**PROBLEM REQUIREMENTS**
Edit all of the material so that every "flower center" becomes "flower disk" and nothing else changes. Leave the pictures out of your version.

Excerpts of pointing data:
>> begin

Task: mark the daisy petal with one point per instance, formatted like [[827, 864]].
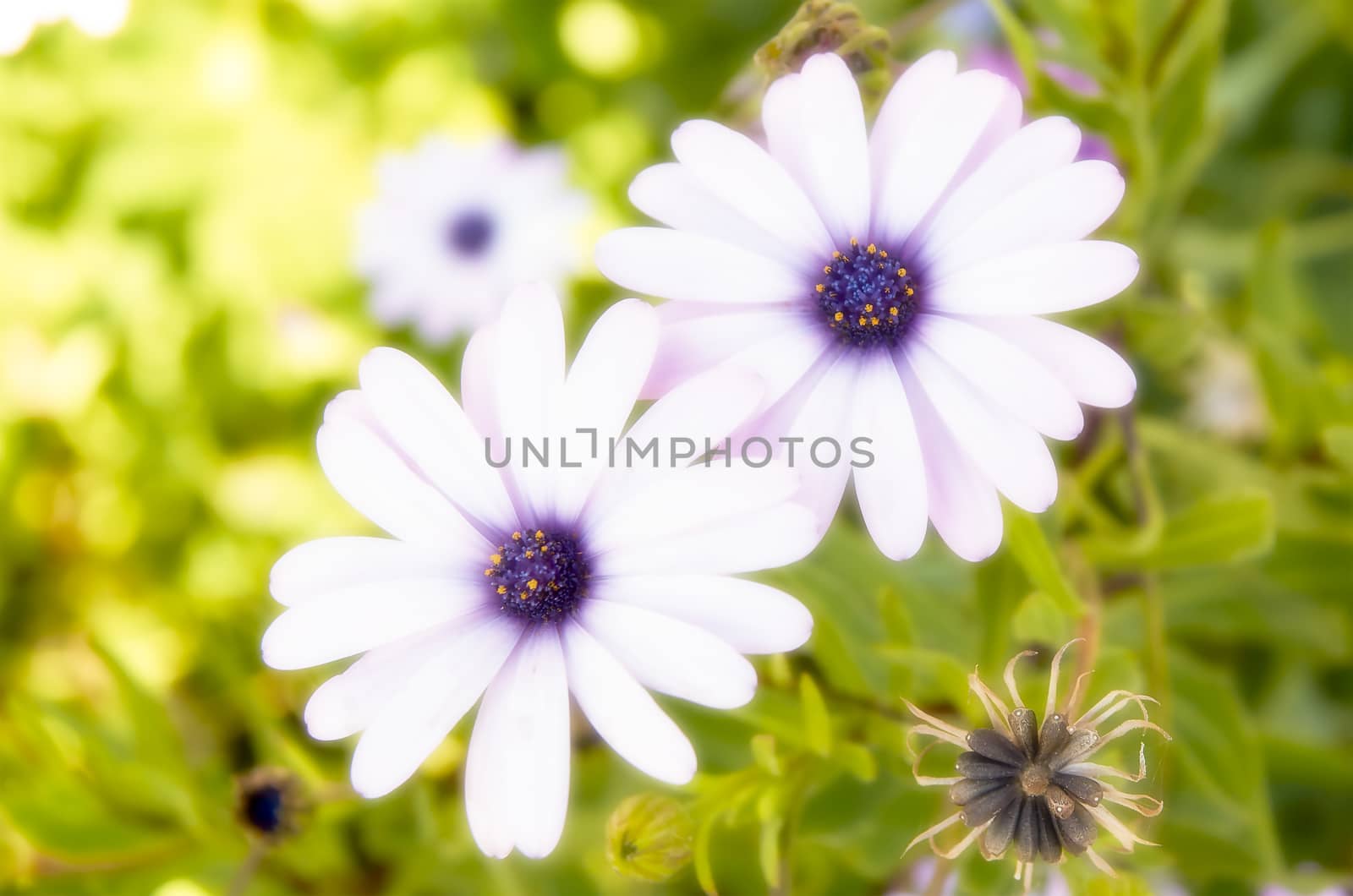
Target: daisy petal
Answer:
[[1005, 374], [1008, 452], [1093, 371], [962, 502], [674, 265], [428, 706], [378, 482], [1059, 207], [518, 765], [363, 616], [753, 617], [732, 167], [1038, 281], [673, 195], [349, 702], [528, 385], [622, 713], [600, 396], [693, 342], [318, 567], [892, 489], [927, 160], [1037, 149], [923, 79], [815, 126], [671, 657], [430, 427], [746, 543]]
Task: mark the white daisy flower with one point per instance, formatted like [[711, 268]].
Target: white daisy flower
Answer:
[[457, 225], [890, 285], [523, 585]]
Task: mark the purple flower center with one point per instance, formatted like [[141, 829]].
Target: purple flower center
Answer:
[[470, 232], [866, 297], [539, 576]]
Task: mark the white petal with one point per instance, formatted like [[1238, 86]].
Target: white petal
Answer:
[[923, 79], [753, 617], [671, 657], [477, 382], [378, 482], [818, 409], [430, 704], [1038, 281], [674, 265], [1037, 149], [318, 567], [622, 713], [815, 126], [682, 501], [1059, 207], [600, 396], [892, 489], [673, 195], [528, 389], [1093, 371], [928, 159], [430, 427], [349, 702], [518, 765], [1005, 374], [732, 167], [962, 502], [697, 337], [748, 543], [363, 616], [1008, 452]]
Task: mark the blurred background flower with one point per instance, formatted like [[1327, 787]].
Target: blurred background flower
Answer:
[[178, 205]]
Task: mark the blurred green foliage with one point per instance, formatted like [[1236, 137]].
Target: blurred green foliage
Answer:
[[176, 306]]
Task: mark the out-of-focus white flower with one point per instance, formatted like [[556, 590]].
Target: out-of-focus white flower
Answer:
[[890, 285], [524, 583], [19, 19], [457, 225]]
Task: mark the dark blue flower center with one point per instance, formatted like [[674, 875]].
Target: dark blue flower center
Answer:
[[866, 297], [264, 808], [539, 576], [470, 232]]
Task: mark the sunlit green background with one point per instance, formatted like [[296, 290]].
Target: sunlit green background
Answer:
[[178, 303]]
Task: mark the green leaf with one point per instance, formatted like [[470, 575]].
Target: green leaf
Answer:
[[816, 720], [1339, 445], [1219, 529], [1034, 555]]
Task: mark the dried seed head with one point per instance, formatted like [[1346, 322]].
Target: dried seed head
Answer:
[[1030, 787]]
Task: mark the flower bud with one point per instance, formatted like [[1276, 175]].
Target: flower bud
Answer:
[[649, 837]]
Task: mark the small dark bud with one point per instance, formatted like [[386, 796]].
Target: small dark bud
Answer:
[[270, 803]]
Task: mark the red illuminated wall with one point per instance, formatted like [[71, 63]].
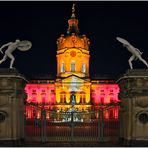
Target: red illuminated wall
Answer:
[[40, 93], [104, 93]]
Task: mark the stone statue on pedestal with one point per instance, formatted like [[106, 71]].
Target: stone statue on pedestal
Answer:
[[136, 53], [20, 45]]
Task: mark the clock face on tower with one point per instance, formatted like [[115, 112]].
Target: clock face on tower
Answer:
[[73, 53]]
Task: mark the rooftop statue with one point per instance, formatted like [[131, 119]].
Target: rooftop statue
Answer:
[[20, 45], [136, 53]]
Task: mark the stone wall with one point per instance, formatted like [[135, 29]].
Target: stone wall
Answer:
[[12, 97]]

>> end

**RESPONSE TO THIS TASK**
Task: mark the daisy petal with one point per instance, formatted like [[827, 864]].
Target: daisy petal
Answer:
[[1005, 374], [1008, 452], [1093, 371], [962, 502], [674, 265], [428, 706], [378, 482], [1059, 207], [518, 765], [363, 616], [753, 617], [732, 167], [1038, 281], [673, 195], [349, 702], [528, 385], [622, 713], [600, 396], [693, 342], [318, 567], [892, 489], [927, 160], [1037, 149], [923, 79], [815, 126], [671, 657], [430, 427], [746, 543]]
Task: mark the white daisy flower with one point per instance, formatted like [[711, 268]].
Target: white daisy flower
Answer:
[[457, 225], [890, 285], [523, 585]]
Task: mark the purple flower disk with one point per instance, formatted like [[141, 829]].
Target: purple flower disk
Answer:
[[470, 232], [866, 297], [539, 576]]
Task: mark the white petal with one point per instance, formatted like [[1238, 86]].
Target: white petal
Answer:
[[923, 79], [753, 617], [671, 657], [477, 382], [378, 482], [818, 409], [430, 704], [1038, 281], [674, 265], [1037, 149], [318, 567], [622, 713], [815, 126], [682, 501], [1059, 207], [600, 396], [892, 489], [673, 195], [528, 389], [1093, 371], [928, 159], [430, 427], [349, 702], [518, 765], [1005, 374], [732, 167], [962, 502], [697, 337], [748, 543], [363, 616], [1008, 452]]
Task: mark the blurred background flower with one point per instance, formatted like [[1327, 787]].
Target: blurred background flower
Answer:
[[178, 205]]
Task: mark the blurred green foliage with one point per instance, formatted like [[1236, 137]].
Target: blurred green foliage
Answer:
[[176, 306]]
Task: mark the out-of-focus white flower with one point per instance, formatted like [[556, 590]].
Target: out-of-focus white flower
Answer:
[[890, 285], [524, 583], [19, 19], [457, 225]]
Task: mark the dark blue flower disk with one point per instance, formatted like [[674, 875]].
Target: dark blue flower disk
Answer:
[[866, 297], [264, 808], [539, 576], [470, 232]]
Task: mark the sunlit green background with one point per instance, formatted like [[296, 290]].
Target: sunlit green background
Answer:
[[178, 303]]
Task: mark the green leaf with one point per instance, formatted like [[470, 575]].
Target: green leaf
Answer:
[[816, 720], [1339, 445], [1219, 529], [1034, 555]]
Task: mark the dried seed head with one point per instance, formatted like [[1346, 322]].
Target: dried seed head
Answer:
[[1030, 787]]
Task: mark the flower bud with one point per instance, formatted like [[1276, 175]].
Target: flower bud
Answer:
[[649, 837]]
Task: mark the small dark bud with one point per instance, formatted like [[386, 796]].
Target: small dark bud
Answer:
[[270, 803]]
Task: mark the red illuminated wall with one point per instance, formatted like [[71, 63]].
Target: red illuminated wall
Answer:
[[40, 93], [104, 93]]
Task: mark the stone statue on pedestal with one point per instance, formatted like [[106, 71]].
Target: stone statue on pedestal
Answer:
[[136, 53], [20, 45]]
Task: mark the clock face on tower with one point per instance, formatted like [[115, 112]].
Target: clock face on tower
Answer:
[[73, 53]]
Task: mark the rooftop statue with one point per instance, formatted like [[131, 119]].
Target: rooftop statue
Answer:
[[20, 45], [136, 53]]
Task: mark the stone wall with one point per instance, formatted like [[135, 29]].
Target: stone wall
Answer:
[[12, 97]]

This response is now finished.